→ Goal 1
From the math thread, please list the steps given under "Answer in 3 steps:".

→ Source extract

Question

If x=1-√2,find the value of (x-1/x)^4

Answer 1

16

Step-by-step explanation:

Given:

x = 1 - √2

To find:

$\text{\tt{The value of}} \: \: {(x - \dfrac{1}{x})}^{4}$

Answer in 3 steps:

1. Find the value of 1/x.

2. Find the value of (x - 1/x)

3. Simplify and Answer,

Solution:

$x = 1 - \sqrt{2} \\ \\ \frac{1}{x} = \frac{1}{1 - \sqrt{2}}$

[Rationalizing the Denominator]

$= \frac{1}{(1 - \sqrt{2})} \times \frac{(1 + \sqrt{2}) }{( 1+ \sqrt{2} )} \\ \\ = \frac{1 + \sqrt{2} }{ {(1)}^{2} - {(\sqrt{2})}^{2} } [\because {a}^{2} - {b}^{2} = (a + b)(a - b)] \\ \\ = \frac{1 + \sqrt{2} }{1 - 2} \\ \\ = \frac{1 + \sqrt{2} }{ - 1} \\ \\ \therefore \: \: \frac{1}{x} = (- 1 - \sqrt{2})$

Again,

$x - \frac{1}{x} \\ \\ = 1 - \sqrt{2} - ( - 1 - \sqrt{2}) \\ \\ = 1 - \sqrt{2} + 1 + \sqrt{2}\\ \\ = 2 \\ \\ \therefore \: (x - \frac{1}{x} ) = 2 \\ \\ Or \: \: \: (x - \frac{1}{x} ) {}^{4} = {(2)}^{4} \\ \\ Or \: \: \: (x - \frac{1}{x} ) {}^{4} = 16$

Therefore, Required answer is 16.

Answer 2

16

Step-by-step explanation:

Given:-

$x = (1 - \sqrt{2} ) \\ \frac{1}{x} = \frac{1}{1 - \sqrt{2} } = ( \frac{1}{1 - \sqrt{2} } \times \frac{1 + \sqrt{2} }{1 + \sqrt{2} } ) = \frac{1 + \sqrt{2} }{ - 1} =( -1 - \sqrt{2} )$

Solution:-

${(x - \frac{1}{x} )}^{4} \\ \\ = {(1 - \sqrt{2} -( - 1 - \sqrt{2} ))}^{4} \\ \\ = {(1 - \sqrt{2} + 1 + \sqrt{2} )}^{4} \\ \\ = {(2}^{4} \\ \\ = 16$

→ Exercise inputs

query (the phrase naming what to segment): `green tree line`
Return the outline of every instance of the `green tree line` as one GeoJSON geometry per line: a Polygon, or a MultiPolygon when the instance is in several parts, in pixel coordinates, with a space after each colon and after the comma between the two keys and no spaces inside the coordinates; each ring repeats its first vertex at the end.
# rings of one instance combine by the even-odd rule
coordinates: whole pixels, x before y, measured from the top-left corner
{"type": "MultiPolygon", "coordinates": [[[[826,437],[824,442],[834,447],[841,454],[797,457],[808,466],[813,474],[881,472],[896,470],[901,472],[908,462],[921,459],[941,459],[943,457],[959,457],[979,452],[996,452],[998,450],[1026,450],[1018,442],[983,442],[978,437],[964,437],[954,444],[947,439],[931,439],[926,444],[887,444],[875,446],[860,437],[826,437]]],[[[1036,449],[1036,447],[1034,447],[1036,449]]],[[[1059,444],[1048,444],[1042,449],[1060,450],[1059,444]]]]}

→ Goal 2
Reproduce each of the rows that follow the math thread, line for line and unchanged.

→ Finished answer 1
1. Find the value of 1/x.
2. Find the value of (x - 1/x)
3. Simplify and Answer

→ Finished answer 2
query (the phrase naming what to segment): `green tree line`
Return the outline of every instance of the `green tree line` as one GeoJSON geometry per line: a Polygon, or a MultiPolygon when the instance is in several parts, in pixel coordinates, with a space after each colon and after the comma between the two keys and no spaces inside the coordinates; each ring repeats its first vertex at the end.
# rings of one instance combine by the even-odd rule
coordinates: whole pixels, x before y, measured from the top-left corner
{"type": "MultiPolygon", "coordinates": [[[[826,437],[824,442],[834,447],[841,454],[797,457],[808,466],[813,474],[881,472],[896,470],[901,472],[908,462],[921,459],[941,459],[943,457],[959,457],[979,452],[996,452],[998,450],[1026,450],[1018,442],[983,442],[978,437],[964,437],[954,444],[947,439],[931,439],[926,444],[887,444],[875,446],[860,437],[826,437]]],[[[1036,449],[1036,447],[1034,447],[1036,449]]],[[[1059,444],[1048,444],[1042,449],[1060,450],[1059,444]]]]}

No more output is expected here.